- _Required work_:
1 – Repeat the St. Patrick's Day post word for word, between "By the end of" and "him in confusion.", inclusive.
2 – Answer these questions from the St. Patrick's Day post:
(a) Where did the snakes hold their convention?
(b) What was Sean O'Shea curled up on?
(c) What did Sean O'Shea spy while making his way through the glen?
3 – Summarize the St. Patrick's Day post in two sentences.

+++ Page +++

Monday, March 17, 2014

Happy Saint Patrick's Day!

Happy Saint Patrick's Day everybody!

I've tried in fits and starts to have a tradition of writing and posting a St. Patrick's Day joke each year.

This is my record so far:
2010  (actually in 2011)
2012:  missed

This is my attempt for 2014:

We've all heard that St. Patrick drove all the snakes out of Ireland, but did you know that the snakes themselves have always wanted to go back.

The snakes felt they got a raw deal and were unfairly discriminated against, victims of species profiling.  After several years of exile they decided to get together and figure out how to return to their beloved homeland.

They rented a conference room at a Ramada in Chicago and held a huge convention.  All day long the met and discussed.  Imagine if you will a huge conference room filled with snakes, green as the emerald isle itself, all hissing in a thick Irish brogue.

By the end of the conference they had worked themselves into quite a lather, every one of them spitting mad at the one man who had done them all wrong.  Every one of those snakes was ready to strike, all except one, Sean O'Shea.

Sean sat quietly curled up on a beautiful box he had brought with him.  Eventually all the other snakes turned to look at him in confusion.

"Why is it, Sean O'Shea that yer not angry at Patrick, the man who drove us out?  Don't you love Ireland?"

"Aye, I love Ireland same as you all.  I love the land, the green, the people, but most of all I love the music.  I've always loved the music, the jigs, the reels, the hornpipes, the ballads, and the laments.

"I've always loved the fiddle, the uileann pipes, the flute, the concertina and the badhrans.  All me life I've wanted to play in an Irish band.

"One fine spring day I was making me way through the glen when I spied a wee little man.  Quick as a wink I coiled round him, cuz I knew right then, he was a leprechaun.

"I got yeh, leprechaun, sez I.  Now yeh got to give me yer crock o' gold.

"'Oh, ya got me sure and fast.' Sez he.  'You must be the quickest and smartest snake in all of Ireland.'

"'I am.' Sez I, 'I'm Sean O'Shea.'

"'Ah, Sean O'Shea, you say?' sez he, 'Not THE Sean O'Shea, the snake who wants to play in an Irish band?'

"'The same,' sez I.

+++ Records supplied +++

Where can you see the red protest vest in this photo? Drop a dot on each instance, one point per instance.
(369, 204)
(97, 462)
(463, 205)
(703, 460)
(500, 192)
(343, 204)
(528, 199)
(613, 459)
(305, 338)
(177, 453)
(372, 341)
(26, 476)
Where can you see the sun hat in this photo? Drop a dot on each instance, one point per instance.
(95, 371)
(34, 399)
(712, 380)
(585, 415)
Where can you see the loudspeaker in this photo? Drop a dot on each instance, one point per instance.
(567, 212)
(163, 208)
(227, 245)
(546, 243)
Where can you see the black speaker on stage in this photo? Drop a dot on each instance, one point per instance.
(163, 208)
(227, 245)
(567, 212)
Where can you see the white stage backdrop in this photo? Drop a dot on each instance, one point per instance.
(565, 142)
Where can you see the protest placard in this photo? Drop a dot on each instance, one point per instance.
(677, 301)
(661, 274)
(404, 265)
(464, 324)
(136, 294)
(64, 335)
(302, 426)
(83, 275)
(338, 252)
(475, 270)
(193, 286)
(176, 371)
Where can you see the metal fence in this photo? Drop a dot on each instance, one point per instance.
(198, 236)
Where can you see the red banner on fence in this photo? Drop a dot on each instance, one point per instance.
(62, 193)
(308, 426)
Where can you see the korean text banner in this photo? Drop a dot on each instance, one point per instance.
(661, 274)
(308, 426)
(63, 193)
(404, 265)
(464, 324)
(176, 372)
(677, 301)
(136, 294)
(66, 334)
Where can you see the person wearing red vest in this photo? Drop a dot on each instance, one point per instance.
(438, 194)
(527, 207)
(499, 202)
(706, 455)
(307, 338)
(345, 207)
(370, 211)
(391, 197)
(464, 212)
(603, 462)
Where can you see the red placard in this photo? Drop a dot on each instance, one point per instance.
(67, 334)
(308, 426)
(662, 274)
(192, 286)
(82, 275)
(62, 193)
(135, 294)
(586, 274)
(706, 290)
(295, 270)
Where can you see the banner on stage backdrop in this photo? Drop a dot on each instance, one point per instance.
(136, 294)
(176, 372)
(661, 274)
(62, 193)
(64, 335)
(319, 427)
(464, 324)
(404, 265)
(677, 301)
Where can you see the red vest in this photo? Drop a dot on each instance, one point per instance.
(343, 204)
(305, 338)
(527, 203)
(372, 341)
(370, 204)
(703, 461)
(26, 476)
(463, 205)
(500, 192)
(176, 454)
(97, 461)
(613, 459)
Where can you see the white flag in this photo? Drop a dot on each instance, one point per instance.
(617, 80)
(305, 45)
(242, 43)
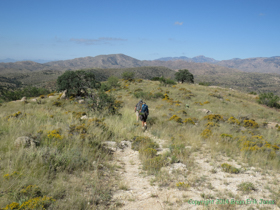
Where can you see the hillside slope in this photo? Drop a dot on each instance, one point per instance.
(223, 147)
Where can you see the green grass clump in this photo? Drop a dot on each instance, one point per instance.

+++

- _Results by task_:
1 –
By the end of the conference they had worked themselves into quite a lather, every one of them spitting mad at the one man who had done them all wrong.  Every one of those snakes was ready to strike, all except one, Sean O'Shea.

Sean sat quietly curled up on a beautiful box he had brought with him.  Eventually all the other snakes turned to look at him in confusion.

2 –
(a) In a conference room at a Ramada in Chicago.
(b) A beautiful box he had brought with him.
(c) A wee little man, whom he knew to be a leprechaun.

3 – The post wishes everyone a happy Saint Patrick's Day and gives the 2014 attempt at a St. Patrick's Day joke, a tradition kept up in fits and starts. In the joke, the snakes St. Patrick drove out of Ireland meet at a Ramada in Chicago to plan their return, and all are angry at him except Sean O'Shea, who speaks of his love of Irish music and tells of catching a leprechaun.